◆ EXERCISE AIM ◆
Reproduce, word for word, the stretch of the Home Sick review from "2.) Some Munster" through "the head, etc.".

◆ SOURCE PASSAGE ◆
Directed by Adam Wingard

I first heard about Adam Wingard and E.L. Katz when I first viewed Wingard's short Laura Panic. It starred this hot Scarlet Johansson lookalike Hannah Hughes and I was entrenched by the short short too short story.

So of course I IMDBed Wingard and saw he'd directed two flicks, this one and Pop Skull.

We here at the jaded viewer told you about this flick in July of last year. Well I finally got around to watching it.

It seems Home Sick went on a horror festival run and from what I've read from the horror-sphere people dug the flick tremendously. Standing at a solid 90 minutes, we've got a stallar cast of Chiller regulars. The horror queen herself, Tiffany Shepis, Bill fuckin Moseley and Tom Towles.

So what's the hyperpalooza over Home Sick. Home Sick is a macabre dream come to life, acting by actors who should not be acting and buckets and buckets of gore.

It's the splatter that stands out far above the rest of the film (other than Tiffany Shepis's perky, voloptuous breasts).

Boring Plot-O-Matic

A maniac with a suitcase full of razorblades unleashes a super human killer upon a group of kids in a small Alabama town. They must take up arms with a insane Chili enthusiast if they want to survive.

Awesome Review-O-Matic

Home Sick seemed like a flick made by a group of friends/horror regulars in Jersey over the weekend while they were attending a Chiller or Fango Weekend of Horrors convention. Seemed like the director was like "Who wants to make a movie?" It just has that feel of almost video maybe this could be film sorta feel. It's extremely low budget, but the effort to please the horror-core is ever present.

A cast of horror fan minions all attend a party. Who are these fresh fodder soon to be victims?

1.) Crazy gun happy redneck (this dude is the worst actor I've ever seen)
2.) Some Munster looking kid
3.) Tiffany "looking damn gothy yummy" Shepis
4.) Hipster looking dude
5.) Final Girl girl

A man carrying a suitcase of razorblades named Mr. Suitcase (Bill Moseley) crashes the party and starts demanding to know who everybody hates. As they tell him he cuts his arms with razorblades. Who the fuck knows why but to push the non existent plot along, this initiates everybody they name to be killed.

After getting that pesky plot outta the way, all the successive scenes are set up death scenes of various people. The hated get arms cut off, intestines spillage, hacked in the head, etc.

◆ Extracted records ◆
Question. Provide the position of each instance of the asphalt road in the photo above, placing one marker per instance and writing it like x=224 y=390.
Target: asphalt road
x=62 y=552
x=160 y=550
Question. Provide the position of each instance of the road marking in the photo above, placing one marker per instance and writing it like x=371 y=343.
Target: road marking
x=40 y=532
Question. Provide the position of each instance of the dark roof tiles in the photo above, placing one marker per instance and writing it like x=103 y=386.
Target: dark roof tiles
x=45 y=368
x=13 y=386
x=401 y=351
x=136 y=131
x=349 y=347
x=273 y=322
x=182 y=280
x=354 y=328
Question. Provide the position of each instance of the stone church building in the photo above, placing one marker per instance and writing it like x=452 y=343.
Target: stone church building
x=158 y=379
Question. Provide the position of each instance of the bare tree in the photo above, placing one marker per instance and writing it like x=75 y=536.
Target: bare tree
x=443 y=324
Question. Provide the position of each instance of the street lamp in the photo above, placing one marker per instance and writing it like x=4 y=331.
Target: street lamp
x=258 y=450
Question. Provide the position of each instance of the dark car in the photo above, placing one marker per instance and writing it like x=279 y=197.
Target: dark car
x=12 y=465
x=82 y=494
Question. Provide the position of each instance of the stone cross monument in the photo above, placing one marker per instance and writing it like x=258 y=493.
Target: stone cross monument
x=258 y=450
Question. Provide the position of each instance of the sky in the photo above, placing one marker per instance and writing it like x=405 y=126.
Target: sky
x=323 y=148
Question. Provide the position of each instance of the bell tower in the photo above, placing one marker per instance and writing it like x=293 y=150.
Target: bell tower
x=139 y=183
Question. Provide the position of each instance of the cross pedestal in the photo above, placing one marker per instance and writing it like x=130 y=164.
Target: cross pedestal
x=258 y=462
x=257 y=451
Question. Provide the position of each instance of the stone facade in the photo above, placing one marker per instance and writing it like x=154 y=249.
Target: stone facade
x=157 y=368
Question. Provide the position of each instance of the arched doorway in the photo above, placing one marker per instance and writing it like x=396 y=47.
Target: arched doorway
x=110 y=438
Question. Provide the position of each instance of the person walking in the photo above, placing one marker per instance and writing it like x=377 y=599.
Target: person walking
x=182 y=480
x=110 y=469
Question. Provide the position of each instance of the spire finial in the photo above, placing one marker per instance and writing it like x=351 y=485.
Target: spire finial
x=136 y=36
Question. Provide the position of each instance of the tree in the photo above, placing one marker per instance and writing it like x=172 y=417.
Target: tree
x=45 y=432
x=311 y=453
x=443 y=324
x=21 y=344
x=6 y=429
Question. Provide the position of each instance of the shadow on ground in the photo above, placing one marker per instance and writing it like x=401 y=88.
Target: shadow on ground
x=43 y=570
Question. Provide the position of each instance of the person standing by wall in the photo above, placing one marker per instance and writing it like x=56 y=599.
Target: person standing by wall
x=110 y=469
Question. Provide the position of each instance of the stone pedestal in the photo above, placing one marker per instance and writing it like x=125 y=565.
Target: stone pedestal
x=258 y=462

◆ YOUR SOLUTION ◆
2.) Some Munster looking kid
3.) Tiffany "looking damn gothy yummy" Shepis
4.) Hipster looking dude
5.) Final Girl girl

A man carrying a suitcase of razorblades named Mr. Suitcase (Bill Moseley) crashes the party and starts demanding to know who everybody hates. As they tell him he cuts his arms with razorblades. Who the fuck knows why but to push the non existent plot along, this initiates everybody they name to be killed.

After getting that pesky plot outta the way, all the successive scenes are set up death scenes of various people. The hated get arms cut off, intestines spillage, hacked in the head, etc.